- [Given passage]
============

# Thread: Help with Complex Number Question!

1. ## Help with Complex Number Question!

Not sure how to do this question:

If z = cos θ + isin θ, show that (1-z)/(1+z) = -itan(θ/2)

Any help would be appreciated. Thanks!

2. ## Re: Help with Complex Number Question!

1-z = 1 - cosx - isinx
1+z = 1+cosx+isinx

Times top and bottom by 1+cosx-isinx

Numerator = (1-cosx-isinx)(1+cosx-isinx)
= 1+cosx-isinx-cosx-cos^2x+isinxcosx-isinx-isinxcosx-sin^2x
= 1-2isinx-(sin^2x+cos^2x)
= -2isinx

Denominator = (1+cosx+isinx)(1+cosx-isinx)
= (1+cosx)^2 - (isinx)^2
= 1+cos^2x+2cosx+sin^2x
= 2(1+cosx)

(1-z)/(1+z) = -isinx/(1+cosx)
= -i(2sin(x/2)cos(x/2))/(1+1-2sin^2(x/2))
= -i(sin(x/2)cos(x/2))/(cos^2(x/2))
= -isin(x/2)/cos(x/2)
= -itan(x/2)

============

Stored items:
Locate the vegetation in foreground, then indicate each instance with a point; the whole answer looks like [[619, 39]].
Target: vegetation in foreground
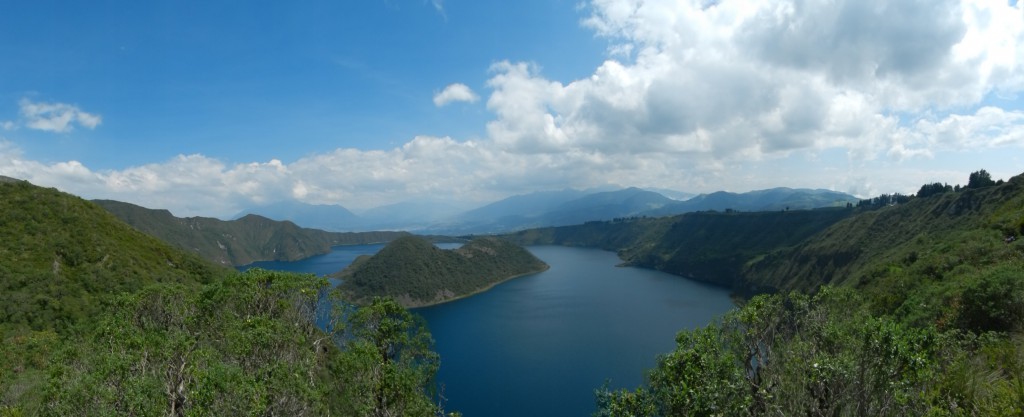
[[927, 319], [99, 319]]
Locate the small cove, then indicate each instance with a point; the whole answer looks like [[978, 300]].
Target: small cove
[[540, 344]]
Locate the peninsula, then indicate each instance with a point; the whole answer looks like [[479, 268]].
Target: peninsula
[[416, 273]]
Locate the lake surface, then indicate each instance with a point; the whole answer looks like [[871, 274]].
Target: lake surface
[[539, 345]]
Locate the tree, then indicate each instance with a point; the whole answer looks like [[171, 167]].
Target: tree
[[979, 179], [933, 189], [389, 362]]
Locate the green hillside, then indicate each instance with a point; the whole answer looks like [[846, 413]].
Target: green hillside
[[711, 247], [57, 252], [923, 259], [907, 309], [243, 241], [416, 273], [97, 318]]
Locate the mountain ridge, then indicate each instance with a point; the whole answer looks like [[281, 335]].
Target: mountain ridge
[[243, 241]]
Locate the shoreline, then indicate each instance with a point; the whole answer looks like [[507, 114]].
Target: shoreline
[[481, 290]]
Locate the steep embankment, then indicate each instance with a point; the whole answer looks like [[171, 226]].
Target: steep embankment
[[416, 273], [707, 246], [243, 241], [931, 252], [97, 318], [58, 254]]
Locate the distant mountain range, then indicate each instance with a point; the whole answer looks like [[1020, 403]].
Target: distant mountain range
[[762, 200], [325, 217], [544, 209]]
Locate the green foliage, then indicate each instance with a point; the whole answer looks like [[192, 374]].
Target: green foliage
[[706, 246], [389, 362], [825, 356], [247, 345], [60, 256], [980, 179], [243, 241], [416, 273]]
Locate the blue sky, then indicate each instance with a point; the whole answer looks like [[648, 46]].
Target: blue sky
[[207, 108]]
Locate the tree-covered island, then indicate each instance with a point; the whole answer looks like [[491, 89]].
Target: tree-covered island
[[416, 273]]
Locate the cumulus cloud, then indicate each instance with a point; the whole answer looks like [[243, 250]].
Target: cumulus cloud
[[54, 117], [455, 92], [756, 79], [694, 95]]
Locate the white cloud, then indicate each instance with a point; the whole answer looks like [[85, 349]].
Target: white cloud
[[53, 117], [455, 92], [855, 94]]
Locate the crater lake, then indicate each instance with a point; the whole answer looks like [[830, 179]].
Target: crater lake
[[541, 344]]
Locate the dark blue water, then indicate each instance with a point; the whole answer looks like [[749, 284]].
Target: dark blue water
[[337, 259], [539, 345]]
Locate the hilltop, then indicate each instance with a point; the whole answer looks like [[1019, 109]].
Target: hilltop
[[910, 305], [243, 241], [58, 253], [417, 273], [99, 318]]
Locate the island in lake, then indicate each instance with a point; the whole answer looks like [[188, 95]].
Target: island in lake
[[416, 273]]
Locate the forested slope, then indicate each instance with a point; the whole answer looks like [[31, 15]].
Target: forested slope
[[97, 318], [924, 317], [58, 252], [711, 247], [417, 273], [243, 241]]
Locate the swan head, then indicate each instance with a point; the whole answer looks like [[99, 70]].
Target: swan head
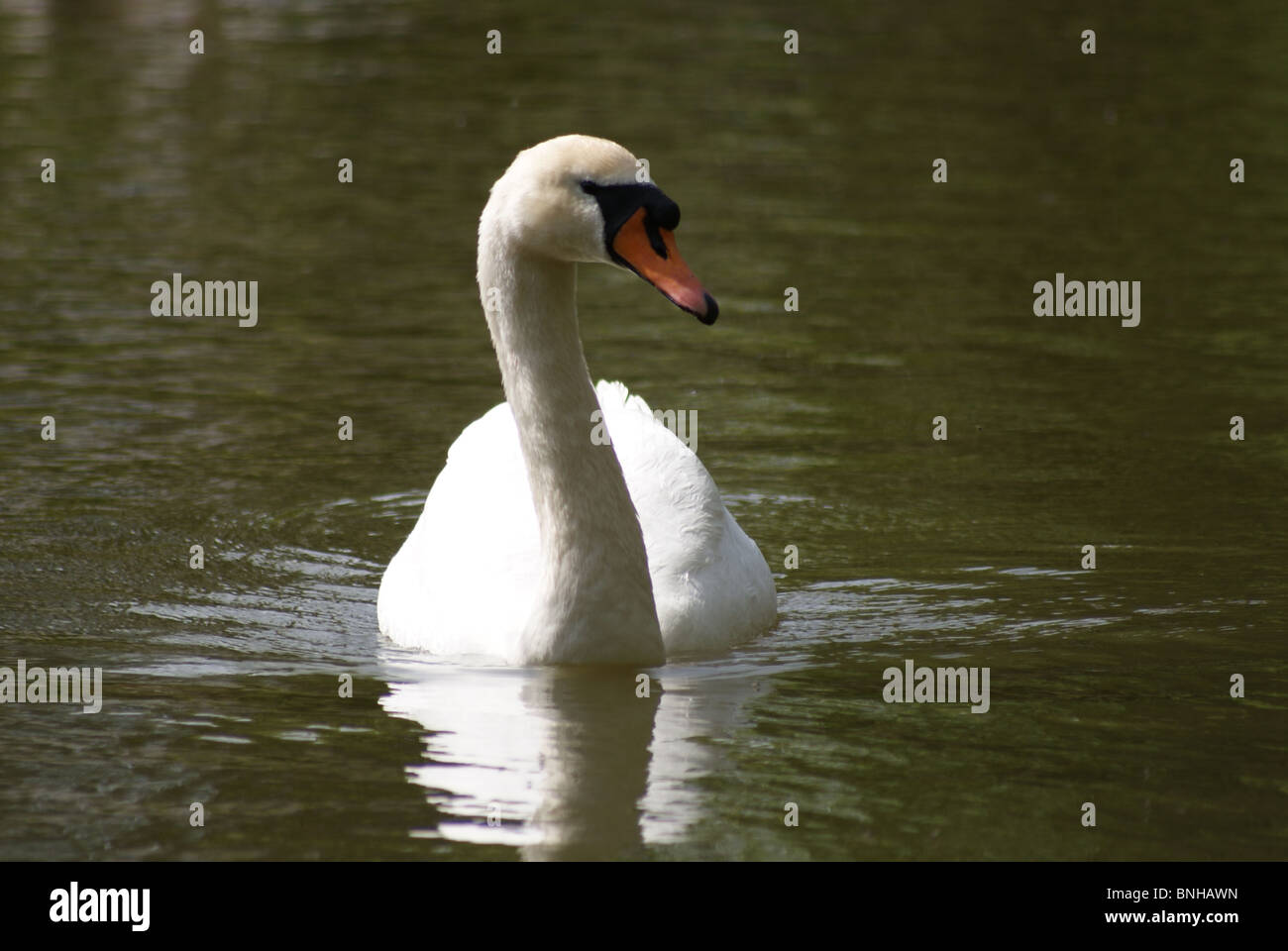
[[576, 198]]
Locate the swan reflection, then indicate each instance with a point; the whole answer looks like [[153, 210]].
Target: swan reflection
[[565, 763]]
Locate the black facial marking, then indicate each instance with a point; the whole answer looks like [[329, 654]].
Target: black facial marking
[[618, 202]]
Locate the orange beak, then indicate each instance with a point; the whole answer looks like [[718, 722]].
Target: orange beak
[[651, 253]]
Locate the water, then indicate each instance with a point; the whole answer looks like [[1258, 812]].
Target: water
[[812, 171]]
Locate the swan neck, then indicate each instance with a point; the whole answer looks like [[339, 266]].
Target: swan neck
[[595, 599]]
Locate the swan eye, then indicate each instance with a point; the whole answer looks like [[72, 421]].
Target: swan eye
[[619, 202]]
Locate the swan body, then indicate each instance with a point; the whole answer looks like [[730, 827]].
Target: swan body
[[540, 544]]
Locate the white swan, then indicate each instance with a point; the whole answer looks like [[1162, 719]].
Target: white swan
[[528, 548]]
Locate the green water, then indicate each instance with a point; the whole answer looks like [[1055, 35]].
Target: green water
[[812, 171]]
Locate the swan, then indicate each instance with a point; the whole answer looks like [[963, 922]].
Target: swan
[[540, 544]]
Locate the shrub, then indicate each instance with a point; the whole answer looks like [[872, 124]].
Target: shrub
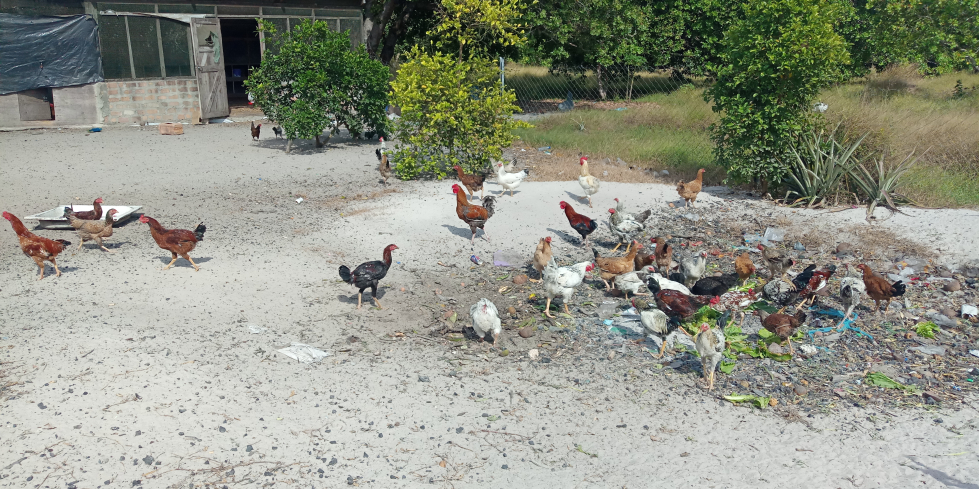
[[452, 113], [775, 60], [311, 78]]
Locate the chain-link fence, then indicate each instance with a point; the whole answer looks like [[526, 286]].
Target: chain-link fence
[[664, 120]]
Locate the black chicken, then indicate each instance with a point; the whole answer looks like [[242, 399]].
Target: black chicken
[[715, 286], [368, 274]]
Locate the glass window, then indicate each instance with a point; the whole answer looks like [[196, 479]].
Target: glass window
[[176, 49], [146, 47], [352, 25], [115, 47]]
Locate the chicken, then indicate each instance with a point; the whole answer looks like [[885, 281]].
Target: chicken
[[624, 229], [471, 182], [780, 292], [666, 284], [583, 224], [368, 274], [542, 255], [628, 282], [561, 281], [851, 290], [92, 215], [473, 215], [879, 289], [588, 183], [93, 230], [710, 346], [486, 320], [693, 267], [664, 254], [715, 285], [384, 166], [510, 181], [612, 266], [176, 241], [38, 248], [776, 261], [744, 266], [783, 325], [689, 190]]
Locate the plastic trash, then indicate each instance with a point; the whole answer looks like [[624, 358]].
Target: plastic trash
[[774, 234], [929, 349], [508, 258], [304, 353]]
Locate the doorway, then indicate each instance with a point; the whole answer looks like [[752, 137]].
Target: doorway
[[243, 53]]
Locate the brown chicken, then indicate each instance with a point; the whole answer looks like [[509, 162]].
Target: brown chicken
[[778, 262], [690, 190], [92, 215], [473, 215], [879, 289], [91, 230], [384, 165], [471, 182], [176, 241], [611, 267], [38, 248], [664, 255], [744, 266], [783, 325], [542, 255]]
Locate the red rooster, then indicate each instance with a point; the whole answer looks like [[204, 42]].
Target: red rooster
[[583, 224], [176, 241], [38, 248], [474, 215]]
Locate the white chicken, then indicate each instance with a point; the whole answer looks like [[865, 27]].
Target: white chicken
[[561, 281], [628, 282], [693, 268], [588, 183], [710, 346], [510, 181], [486, 319]]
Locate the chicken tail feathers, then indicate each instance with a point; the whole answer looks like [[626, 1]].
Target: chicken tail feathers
[[345, 274], [199, 231]]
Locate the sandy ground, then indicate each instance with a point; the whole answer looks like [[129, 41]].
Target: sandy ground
[[118, 374]]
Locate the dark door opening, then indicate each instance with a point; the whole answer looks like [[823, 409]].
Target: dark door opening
[[242, 53]]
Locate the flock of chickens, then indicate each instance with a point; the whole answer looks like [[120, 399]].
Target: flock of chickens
[[679, 289], [90, 226]]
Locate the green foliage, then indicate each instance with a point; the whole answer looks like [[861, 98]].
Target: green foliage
[[775, 61], [452, 113], [818, 166], [311, 76]]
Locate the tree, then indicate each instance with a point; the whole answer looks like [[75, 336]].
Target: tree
[[314, 78], [776, 58]]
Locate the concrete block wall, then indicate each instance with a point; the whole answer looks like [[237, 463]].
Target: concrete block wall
[[169, 100]]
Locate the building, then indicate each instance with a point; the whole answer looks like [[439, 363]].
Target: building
[[159, 61]]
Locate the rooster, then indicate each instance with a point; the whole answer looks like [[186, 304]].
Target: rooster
[[710, 346], [473, 215], [588, 183], [510, 181], [542, 255], [176, 241], [38, 248], [582, 224], [690, 190], [561, 281], [486, 320], [368, 274]]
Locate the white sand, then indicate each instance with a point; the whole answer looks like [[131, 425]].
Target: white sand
[[113, 327]]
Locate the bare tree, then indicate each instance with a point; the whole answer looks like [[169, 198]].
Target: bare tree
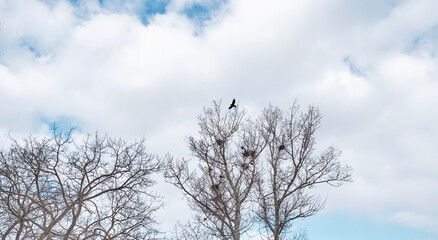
[[292, 168], [227, 150], [54, 188]]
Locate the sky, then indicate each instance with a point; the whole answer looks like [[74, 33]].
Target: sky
[[146, 68]]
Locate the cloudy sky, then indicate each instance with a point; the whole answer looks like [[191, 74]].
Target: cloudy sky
[[146, 67]]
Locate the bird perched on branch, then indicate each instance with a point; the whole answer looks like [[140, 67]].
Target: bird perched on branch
[[233, 104]]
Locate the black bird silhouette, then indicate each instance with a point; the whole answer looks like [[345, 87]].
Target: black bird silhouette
[[233, 104]]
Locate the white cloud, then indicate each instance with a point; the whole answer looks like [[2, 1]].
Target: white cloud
[[124, 78], [416, 220]]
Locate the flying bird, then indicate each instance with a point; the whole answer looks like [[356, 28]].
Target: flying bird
[[233, 104]]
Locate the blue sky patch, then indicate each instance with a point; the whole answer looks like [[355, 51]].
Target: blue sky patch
[[201, 12], [343, 226]]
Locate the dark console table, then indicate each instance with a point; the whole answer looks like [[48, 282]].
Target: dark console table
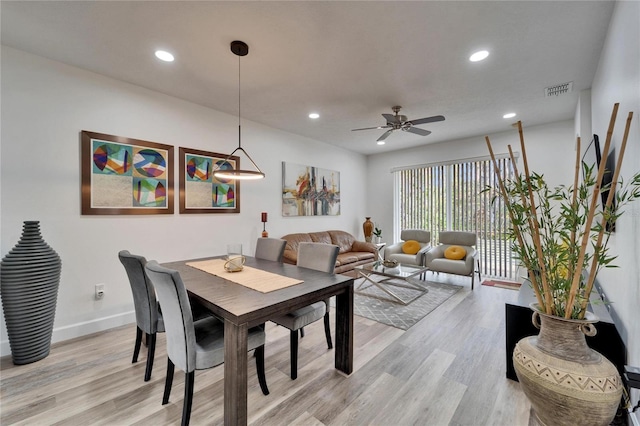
[[518, 325]]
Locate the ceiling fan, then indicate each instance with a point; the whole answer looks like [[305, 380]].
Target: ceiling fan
[[400, 122]]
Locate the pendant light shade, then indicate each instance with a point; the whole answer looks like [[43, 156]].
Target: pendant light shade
[[239, 48]]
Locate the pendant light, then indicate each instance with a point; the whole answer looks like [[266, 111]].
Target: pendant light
[[239, 48]]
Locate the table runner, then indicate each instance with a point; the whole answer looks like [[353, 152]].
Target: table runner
[[253, 278]]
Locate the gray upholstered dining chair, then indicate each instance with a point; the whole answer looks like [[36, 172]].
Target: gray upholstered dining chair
[[270, 249], [467, 265], [194, 345], [149, 318], [321, 257]]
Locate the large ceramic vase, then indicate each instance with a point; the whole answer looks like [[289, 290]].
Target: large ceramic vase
[[367, 227], [29, 281], [566, 382]]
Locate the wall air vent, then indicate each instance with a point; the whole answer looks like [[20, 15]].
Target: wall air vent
[[558, 89]]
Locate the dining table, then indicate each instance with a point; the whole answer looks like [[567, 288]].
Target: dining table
[[242, 307]]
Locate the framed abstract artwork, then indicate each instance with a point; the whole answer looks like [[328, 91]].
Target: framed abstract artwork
[[123, 176], [309, 191], [200, 191]]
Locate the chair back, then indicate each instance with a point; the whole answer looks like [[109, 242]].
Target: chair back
[[418, 235], [178, 319], [318, 256], [270, 249], [459, 238], [144, 295]]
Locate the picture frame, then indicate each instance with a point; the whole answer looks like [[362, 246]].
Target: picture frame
[[200, 191], [125, 176], [309, 191]]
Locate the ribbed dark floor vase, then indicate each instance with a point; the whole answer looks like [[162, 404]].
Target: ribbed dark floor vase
[[29, 281]]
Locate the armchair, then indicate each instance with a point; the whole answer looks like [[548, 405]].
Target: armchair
[[394, 251], [436, 261]]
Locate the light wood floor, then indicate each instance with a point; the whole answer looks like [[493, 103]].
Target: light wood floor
[[449, 369]]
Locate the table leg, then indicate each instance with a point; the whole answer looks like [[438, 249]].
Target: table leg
[[344, 330], [396, 298], [235, 373]]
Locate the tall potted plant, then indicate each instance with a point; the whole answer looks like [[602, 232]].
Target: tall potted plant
[[560, 235]]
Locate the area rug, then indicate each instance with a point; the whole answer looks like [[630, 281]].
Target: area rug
[[511, 285], [395, 314]]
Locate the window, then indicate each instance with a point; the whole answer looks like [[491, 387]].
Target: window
[[449, 196]]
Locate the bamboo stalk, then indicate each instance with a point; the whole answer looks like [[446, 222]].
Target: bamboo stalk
[[534, 279], [535, 234], [536, 288], [587, 226], [603, 223], [572, 241]]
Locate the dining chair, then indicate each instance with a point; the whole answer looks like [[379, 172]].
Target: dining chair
[[194, 345], [270, 249], [321, 257], [149, 318]]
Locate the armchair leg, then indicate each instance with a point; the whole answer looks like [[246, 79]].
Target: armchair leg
[[168, 382], [189, 380], [136, 348], [151, 338]]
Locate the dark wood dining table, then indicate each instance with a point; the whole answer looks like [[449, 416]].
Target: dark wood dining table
[[243, 308]]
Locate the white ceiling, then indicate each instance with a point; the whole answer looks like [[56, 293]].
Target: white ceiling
[[348, 61]]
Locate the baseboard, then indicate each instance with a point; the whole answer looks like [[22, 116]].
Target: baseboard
[[81, 329]]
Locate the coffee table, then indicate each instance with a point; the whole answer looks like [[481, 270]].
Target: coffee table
[[401, 272]]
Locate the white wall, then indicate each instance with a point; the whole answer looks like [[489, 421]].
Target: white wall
[[46, 104], [618, 80], [550, 150]]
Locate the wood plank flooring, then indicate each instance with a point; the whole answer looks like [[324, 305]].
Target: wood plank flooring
[[446, 370]]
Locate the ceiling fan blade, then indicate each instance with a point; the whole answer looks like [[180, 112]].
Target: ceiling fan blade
[[418, 131], [392, 119], [385, 135], [427, 120], [372, 128]]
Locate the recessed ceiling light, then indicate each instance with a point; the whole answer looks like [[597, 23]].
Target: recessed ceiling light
[[479, 56], [164, 56]]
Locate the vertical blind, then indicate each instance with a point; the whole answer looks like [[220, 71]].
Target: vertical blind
[[455, 197]]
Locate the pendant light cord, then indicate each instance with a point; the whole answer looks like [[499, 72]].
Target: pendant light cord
[[239, 82]]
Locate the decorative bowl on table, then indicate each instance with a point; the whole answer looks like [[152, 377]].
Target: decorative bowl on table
[[389, 263]]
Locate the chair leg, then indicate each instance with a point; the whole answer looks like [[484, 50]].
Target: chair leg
[[136, 348], [168, 382], [293, 337], [151, 350], [189, 379], [327, 330], [259, 355]]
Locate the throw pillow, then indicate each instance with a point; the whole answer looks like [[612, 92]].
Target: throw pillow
[[411, 247], [455, 253]]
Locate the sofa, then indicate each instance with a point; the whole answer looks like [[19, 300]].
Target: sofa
[[352, 252]]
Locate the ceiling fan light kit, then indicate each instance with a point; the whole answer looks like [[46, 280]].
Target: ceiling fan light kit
[[400, 122], [239, 48]]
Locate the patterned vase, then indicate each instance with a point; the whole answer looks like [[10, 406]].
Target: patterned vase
[[29, 281], [566, 382], [367, 227]]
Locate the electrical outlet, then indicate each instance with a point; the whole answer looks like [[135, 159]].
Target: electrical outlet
[[99, 291]]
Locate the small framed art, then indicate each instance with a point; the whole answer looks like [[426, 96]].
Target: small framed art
[[200, 191], [122, 176]]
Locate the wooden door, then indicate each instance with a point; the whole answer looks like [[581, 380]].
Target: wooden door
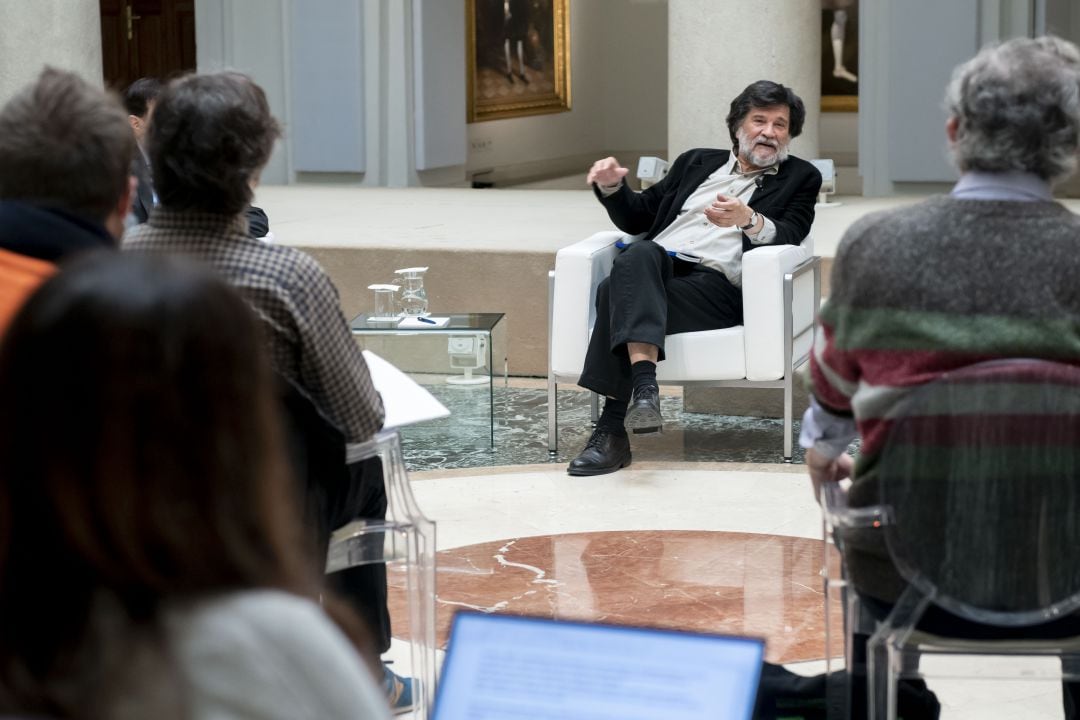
[[147, 38]]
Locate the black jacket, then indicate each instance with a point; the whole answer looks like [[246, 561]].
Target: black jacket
[[49, 233], [786, 198]]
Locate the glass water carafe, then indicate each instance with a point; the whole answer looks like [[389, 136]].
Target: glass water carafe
[[386, 303], [414, 298]]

============

- [Aim] Condense the paragraph of the thread above that begins "Denominator = (1+cosx+isinx)" into a short list of steps, keeping its main facts.

- [Exercise answer]
- Denominator: (1+cosx+isinx)(1+cosx-isinx)
- Written as (1+cosx)^2 - (isinx)^2
- Expanded to 1+cos^2x+2cosx+sin^2x
- Simplified to 2(1+cosx)